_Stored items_

----

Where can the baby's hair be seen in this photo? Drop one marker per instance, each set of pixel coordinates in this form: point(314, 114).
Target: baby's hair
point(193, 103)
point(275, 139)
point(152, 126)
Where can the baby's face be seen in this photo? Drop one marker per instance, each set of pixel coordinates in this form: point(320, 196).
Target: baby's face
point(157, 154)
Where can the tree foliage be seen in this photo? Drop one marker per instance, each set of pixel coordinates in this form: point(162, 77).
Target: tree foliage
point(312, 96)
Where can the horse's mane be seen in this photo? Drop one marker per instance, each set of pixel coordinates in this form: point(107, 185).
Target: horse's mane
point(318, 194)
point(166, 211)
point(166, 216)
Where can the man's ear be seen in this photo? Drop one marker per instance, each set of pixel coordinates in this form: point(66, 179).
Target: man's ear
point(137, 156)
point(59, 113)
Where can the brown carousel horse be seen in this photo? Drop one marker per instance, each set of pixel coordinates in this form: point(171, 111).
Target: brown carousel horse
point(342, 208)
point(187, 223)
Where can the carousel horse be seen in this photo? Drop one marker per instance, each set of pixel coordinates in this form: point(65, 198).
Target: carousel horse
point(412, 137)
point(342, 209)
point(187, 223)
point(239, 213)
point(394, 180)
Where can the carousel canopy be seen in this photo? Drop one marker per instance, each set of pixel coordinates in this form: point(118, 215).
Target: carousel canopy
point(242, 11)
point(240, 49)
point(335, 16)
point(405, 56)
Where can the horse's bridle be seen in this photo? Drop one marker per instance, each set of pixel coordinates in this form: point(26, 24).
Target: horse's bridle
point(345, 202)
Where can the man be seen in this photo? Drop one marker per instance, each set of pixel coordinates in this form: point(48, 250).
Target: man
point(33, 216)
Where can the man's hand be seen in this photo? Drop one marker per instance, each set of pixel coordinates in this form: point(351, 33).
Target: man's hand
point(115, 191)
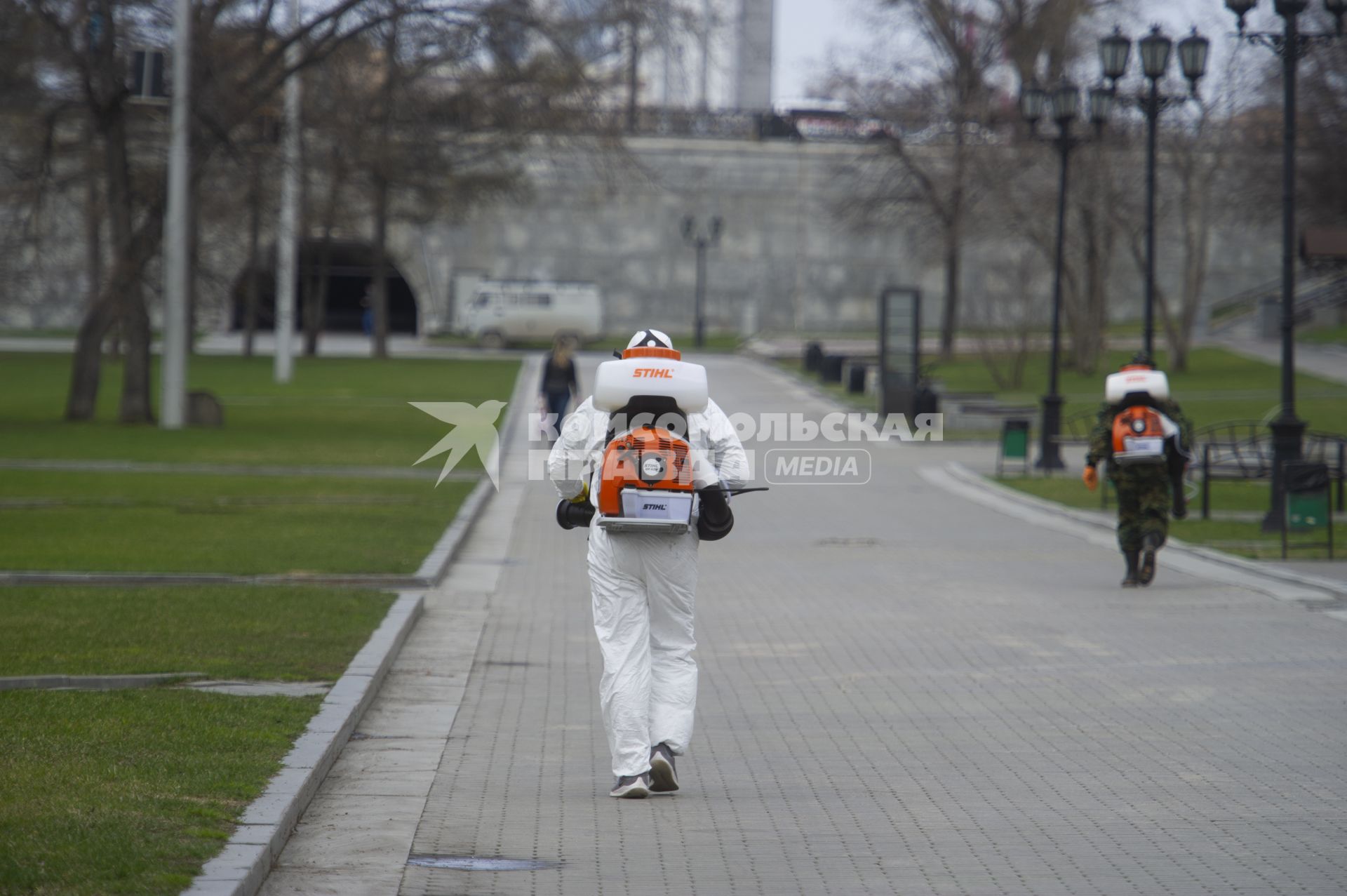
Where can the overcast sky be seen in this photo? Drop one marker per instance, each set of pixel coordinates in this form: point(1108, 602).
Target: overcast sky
point(806, 32)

----

_EXERCISE BRIEF_
Please reproduce all of the data above word for word, omitting the pictures.

_WRITTEN REPLY_
Where can the baby's hair be seen in this photo? Drop one marker per instance, each set of pixel coordinates in this form: point(314, 114).
Target: baby's hair
point(193, 103)
point(275, 139)
point(152, 126)
Where can the baby's face be seen in this photo? Drop one marker per instance, each set of pixel coordinates in this form: point(320, 196).
Target: baby's face
point(157, 154)
Where can the tree foliage be seen in this photo? Drop one marker per instance, each set of pixel coordinates in this form: point(162, 77).
Target: tree foliage
point(312, 96)
Where can the horse's mane be seen in this photo? Drop one marker per instance, each set of pixel coordinates in this form: point(107, 185).
Target: horse's mane
point(318, 194)
point(166, 211)
point(166, 216)
Where can the man's ear be seen in this photo? Drop one marker per instance, each set of pixel coordinates in this form: point(66, 179).
Target: man's ear
point(137, 156)
point(59, 113)
Where can the brown carousel horse be seen in this photo? Drop one marker per instance, each set of pixel coordinates in this form: point(171, 111).
Target: brown carousel horse
point(342, 208)
point(187, 223)
Where can the carousel horse be seen in this photo? Drop one marker per instance, each set of pixel coordinates in this form: point(65, 198).
Target: carousel horse
point(412, 137)
point(342, 209)
point(187, 223)
point(239, 213)
point(394, 180)
Where can the carousel canopy be seen in this photo? Drop one marker per instance, each set of pixel coordinates in this form: point(118, 215).
Target: carousel canopy
point(242, 11)
point(240, 49)
point(335, 16)
point(405, 56)
Where can the horse's bridle be seen in this photo? Drop one marker per instance, each set of pixel coordinates in this form: point(26, 24).
Target: horse's bridle
point(345, 202)
Where can the man be seen in this photo? Drop one marker per instance, each set of pixel coordinates in this form: point(48, 250).
Target: man
point(33, 216)
Where can the man's hand be seen in this photo? Drop one marker per instance, each set of pixel coordinates in this form: point(351, 33).
Target: man's hand
point(115, 191)
Where can the overcast sky be seen in this photo? Drop one marker per instance, each set of pixel coordinates in this form: point(1108, 602).
Target: overcast sky
point(806, 32)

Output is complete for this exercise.